▶ Given passage:
# Redfish on the halfshell



## bigjim75 (Jul 22, 2008)

Not responsible for Sudden hunger pains.


----------



## TheAnt (Jul 1, 2008)

Looks great! What kinda sauce is that? I like the Yvette from Pappadeux on mahi mahi grilled not blackened.


----------



## goodwood (Mar 30, 2009)

whoah never seen that before. looks like pizza.  I bet it was tasty.


----------



## bigjim75 (Jul 22, 2008)

Sauce found it's way into the pic, but not part of the mixture. The topping is cheese, tomatoes, celery, bell pepper, onion. 

instructions:
slice the fish as seen. 
cover with lemon juice
sprinkle with season all
drizzle with butter
use brush or paper towel to get the butter into the crevaces
slow cook over coals
wait till meat is ready
cover with above mentioned topping and let melt.
Then enjoy.
It was awsome.

Then use any left over topping over eggs the next morning. Man, what a great weekend.


----------



## bigjim75 (Jul 22, 2008)

goodwood said:


> whoah never seen that before. looks like pizza.  I bet it was tasty.


Very tasty. Thanks GW.


----------



## Techsas Jim (Mar 9, 2010)

That's just not right. Here I am sitting in my office with no access to this delicacy and on top of it all there's a beer in the pic!

Nicely done man, looks like a winner!


----------



## bigjim75 (Jul 22, 2008)

*Beer*

Thanks Jim. The beer was definitely a major player.


----------



## Ridin_Skinny (Sep 20, 2010)

Looks delicious, gonna give it a try next time I cook up a mess of Redfish


----------



## CHARLIE (Jun 2, 2004)

Deer lease redfish on halfshell


----------



## bigjim75 (Jul 22, 2008)

CHARLIE said:


> Deer lease redfish on halfshell


That looks good. About time to cook up another batch.


----------

▶ Problem set:
1. Answer these questions from the redfish thread:
(a) Which restaurant's Yvette sauce does TheAnt mention?
(b) What does goodwood say the dish looks like?
(c) What does bigjim75 suggest doing with leftover topping?
2. Copy the redfish thread word for word from "## TheAnt (Jul" up to and including "(Mar 30, 2009)".
The material that comes next is separate from the redfish thread.

▶ Information provided:
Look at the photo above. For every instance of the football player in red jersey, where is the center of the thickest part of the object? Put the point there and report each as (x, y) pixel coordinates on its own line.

▶ The solutions:
1.
(a) Pappadeux
(b) Pizza
(c) Using it over eggs the next morning

2.
## TheAnt (Jul 1, 2008)

Looks great! What kinda sauce is that? I like the Yvette from Pappadeux on mahi mahi grilled not blackened.


----------



## goodwood (Mar 30, 2009)